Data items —
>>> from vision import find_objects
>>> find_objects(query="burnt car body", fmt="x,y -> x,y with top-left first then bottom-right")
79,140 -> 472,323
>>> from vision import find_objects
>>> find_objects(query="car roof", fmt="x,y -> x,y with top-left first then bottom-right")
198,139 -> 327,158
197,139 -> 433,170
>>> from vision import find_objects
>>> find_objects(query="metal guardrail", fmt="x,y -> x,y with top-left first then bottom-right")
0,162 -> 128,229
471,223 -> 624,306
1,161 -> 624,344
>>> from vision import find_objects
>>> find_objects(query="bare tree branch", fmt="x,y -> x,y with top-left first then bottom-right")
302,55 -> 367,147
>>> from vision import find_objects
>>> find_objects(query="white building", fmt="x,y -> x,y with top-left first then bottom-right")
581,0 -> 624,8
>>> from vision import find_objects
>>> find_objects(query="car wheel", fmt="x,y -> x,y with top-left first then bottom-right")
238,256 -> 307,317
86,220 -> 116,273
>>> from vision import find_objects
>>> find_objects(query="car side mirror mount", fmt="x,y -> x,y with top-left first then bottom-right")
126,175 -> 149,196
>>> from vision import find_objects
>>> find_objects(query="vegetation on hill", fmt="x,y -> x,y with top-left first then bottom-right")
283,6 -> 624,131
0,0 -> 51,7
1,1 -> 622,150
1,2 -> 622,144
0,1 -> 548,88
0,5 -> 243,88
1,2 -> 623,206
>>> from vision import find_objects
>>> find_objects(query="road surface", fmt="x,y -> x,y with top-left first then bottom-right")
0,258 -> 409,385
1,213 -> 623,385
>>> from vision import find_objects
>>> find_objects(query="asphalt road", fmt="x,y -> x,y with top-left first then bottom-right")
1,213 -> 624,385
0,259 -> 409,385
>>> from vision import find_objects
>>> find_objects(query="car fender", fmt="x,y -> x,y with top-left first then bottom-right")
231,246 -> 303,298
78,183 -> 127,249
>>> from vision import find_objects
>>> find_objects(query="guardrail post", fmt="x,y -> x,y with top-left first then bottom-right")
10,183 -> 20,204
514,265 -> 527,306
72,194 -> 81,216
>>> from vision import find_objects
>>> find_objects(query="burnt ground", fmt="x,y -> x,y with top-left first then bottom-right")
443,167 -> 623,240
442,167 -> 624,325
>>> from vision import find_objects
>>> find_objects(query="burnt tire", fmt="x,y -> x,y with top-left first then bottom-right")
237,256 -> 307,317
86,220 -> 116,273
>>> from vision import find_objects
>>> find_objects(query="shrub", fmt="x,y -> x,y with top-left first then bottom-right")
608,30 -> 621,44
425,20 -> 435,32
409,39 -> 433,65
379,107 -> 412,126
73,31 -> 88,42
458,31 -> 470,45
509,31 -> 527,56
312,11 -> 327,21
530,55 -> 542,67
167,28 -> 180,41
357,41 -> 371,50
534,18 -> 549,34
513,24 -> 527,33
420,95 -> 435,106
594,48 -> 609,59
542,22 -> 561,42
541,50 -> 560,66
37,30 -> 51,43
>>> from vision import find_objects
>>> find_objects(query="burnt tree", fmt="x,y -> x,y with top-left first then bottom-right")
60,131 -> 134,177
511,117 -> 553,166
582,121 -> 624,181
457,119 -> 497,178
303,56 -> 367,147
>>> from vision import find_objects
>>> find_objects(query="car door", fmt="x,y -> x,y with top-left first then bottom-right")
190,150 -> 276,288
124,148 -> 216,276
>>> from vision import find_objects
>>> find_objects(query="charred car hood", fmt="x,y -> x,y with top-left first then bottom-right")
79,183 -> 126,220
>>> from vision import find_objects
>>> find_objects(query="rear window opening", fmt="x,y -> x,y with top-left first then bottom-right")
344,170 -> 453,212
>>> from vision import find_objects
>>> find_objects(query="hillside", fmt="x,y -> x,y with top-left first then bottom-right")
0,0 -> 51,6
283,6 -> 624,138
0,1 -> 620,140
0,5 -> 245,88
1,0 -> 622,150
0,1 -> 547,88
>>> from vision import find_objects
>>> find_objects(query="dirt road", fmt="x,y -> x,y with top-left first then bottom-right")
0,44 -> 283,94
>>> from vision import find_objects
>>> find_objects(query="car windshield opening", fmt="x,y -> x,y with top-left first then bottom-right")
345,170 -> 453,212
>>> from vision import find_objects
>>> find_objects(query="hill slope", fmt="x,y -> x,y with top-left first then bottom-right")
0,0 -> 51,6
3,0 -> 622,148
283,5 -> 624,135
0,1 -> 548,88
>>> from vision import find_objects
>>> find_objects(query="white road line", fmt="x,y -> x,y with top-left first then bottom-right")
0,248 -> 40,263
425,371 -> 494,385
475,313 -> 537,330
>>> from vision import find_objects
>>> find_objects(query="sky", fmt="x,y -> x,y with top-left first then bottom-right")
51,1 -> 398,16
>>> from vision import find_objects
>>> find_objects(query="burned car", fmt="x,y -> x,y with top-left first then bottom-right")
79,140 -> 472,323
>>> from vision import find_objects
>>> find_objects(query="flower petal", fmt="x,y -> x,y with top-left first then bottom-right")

About this exercise — Give back the complete data, each line unchanged.

Output of the task —
>>> from vision import find_objects
>>> find_objects(query="burnt car body", fmt="x,y -> x,y with top-left first then bottom-right")
79,140 -> 472,323
>>> from vision import find_objects
>>> find_objects(query="car roof", fmt="x,y -> x,y with top-left first then bottom-right")
198,139 -> 327,158
197,139 -> 433,170
>>> from vision import find_objects
>>> find_objects(query="metal guardrail", fmt="x,y -> x,y with top-left first then bottom-right")
0,162 -> 128,229
471,223 -> 624,306
1,161 -> 624,344
>>> from vision import find_objects
>>> find_objects(query="bare tree branch", fmt="x,y -> x,y with top-left first then bottom-right")
302,55 -> 367,147
>>> from vision import find_objects
>>> find_objects(query="white building", fmt="x,y -> x,y with top-left first then bottom-right")
581,0 -> 624,8
>>> from vision import find_objects
>>> find_objects(query="car wheel", fmt="x,y -> x,y with top-left first then bottom-right")
238,256 -> 307,317
86,220 -> 116,273
>>> from vision import find_objects
>>> find_objects(query="car side mirror mount", fmt="x,y -> x,y with top-left first then bottom-right")
126,175 -> 149,196
>>> from vision import find_objects
>>> find_objects(query="vegetation on hill", fmt="x,y -> x,y with top-left first then bottom-right")
283,6 -> 624,131
0,0 -> 51,7
1,1 -> 622,150
1,2 -> 622,144
0,1 -> 548,88
0,5 -> 243,88
1,2 -> 623,206
>>> from vision import find_objects
>>> find_objects(query="road surface", fmt="x,y -> x,y with top-left first then bottom-right")
0,258 -> 409,385
1,213 -> 623,385
>>> from vision import find_objects
>>> find_objects(query="asphalt road", fmt="x,y -> x,y with top-left first then bottom-right")
1,213 -> 624,385
0,259 -> 409,385
>>> from vision import find_objects
>>> find_objects(query="car fender", fmt="x,y -> x,y with top-left first then bottom-right")
231,246 -> 303,298
78,183 -> 127,249
>>> from vision import find_objects
>>> find_objects(query="guardrail post", fmt="x,y -> x,y with top-left first then bottom-right")
10,183 -> 20,204
514,265 -> 527,306
72,194 -> 81,216
>>> from vision import find_objects
>>> find_objects(query="burnt ground", fmt="x,y -> x,y with top-left first then bottom-right")
443,167 -> 623,240
442,167 -> 624,325
>>> from vision import find_objects
>>> find_objects(query="burnt tire", fmt="x,y -> x,y with top-left first then bottom-right")
237,256 -> 307,317
86,220 -> 116,273
>>> from vision import find_objects
>>> find_objects(query="shrub", fmt="x,y -> x,y with top-left first then bottom-right")
608,30 -> 621,44
425,20 -> 435,32
409,39 -> 433,65
379,107 -> 412,126
73,31 -> 88,42
458,31 -> 470,45
509,31 -> 527,56
312,11 -> 327,21
530,55 -> 542,67
167,28 -> 180,41
357,41 -> 371,50
534,18 -> 549,34
513,24 -> 527,33
420,95 -> 435,106
594,48 -> 609,59
542,22 -> 561,42
541,50 -> 560,66
37,30 -> 51,43
>>> from vision import find_objects
>>> find_objects(query="burnt tree", fmt="x,y -> x,y with top-left first then bottom-right")
60,131 -> 134,177
511,117 -> 553,166
582,121 -> 624,181
457,119 -> 497,178
303,56 -> 367,147
>>> from vision import find_objects
>>> find_objects(query="car door", fmt="x,y -> x,y with top-left first then bottom-right")
190,150 -> 276,288
124,148 -> 216,276
>>> from vision import find_objects
>>> find_objects(query="charred car hood", fmt="x,y -> x,y with top-left first then bottom-right")
79,183 -> 126,220
>>> from vision import find_objects
>>> find_objects(query="rear window opening", fmt="x,y -> x,y with top-left first then bottom-right")
344,170 -> 453,212
>>> from vision import find_objects
>>> find_objects(query="hillside", fmt="x,y -> x,y with top-left first then bottom-right")
0,0 -> 51,6
283,6 -> 624,138
0,1 -> 620,140
0,5 -> 245,88
1,0 -> 622,150
0,1 -> 547,88
>>> from vision import find_objects
>>> find_objects(query="dirt road", fmt="x,y -> x,y with top-left first then bottom-right")
0,44 -> 283,94
>>> from vision import find_objects
>>> find_objects(query="car windshield opening", fmt="x,y -> x,y with top-left first then bottom-right")
345,170 -> 453,212
>>> from vision import find_objects
>>> find_objects(query="hill slope", fmt="x,y -> x,y with top-left first then bottom-right")
0,0 -> 51,6
3,0 -> 622,148
283,5 -> 624,135
0,1 -> 548,88
>>> from vision import find_objects
>>> find_objects(query="white road line", fmt="x,y -> x,y with top-left first then bottom-right")
0,248 -> 40,263
425,371 -> 494,385
475,313 -> 537,330
>>> from vision import find_objects
>>> find_objects(query="sky", fmt="x,y -> x,y with top-left first then bottom-right")
51,1 -> 398,16
>>> from vision import find_objects
>>> find_objects(query="burned car", fmt="x,y -> x,y with top-left first then bottom-right")
79,140 -> 472,323
>>> from vision import find_objects
>>> find_objects(query="flower petal", fmt="x,y -> x,y with top-left first then bottom-right")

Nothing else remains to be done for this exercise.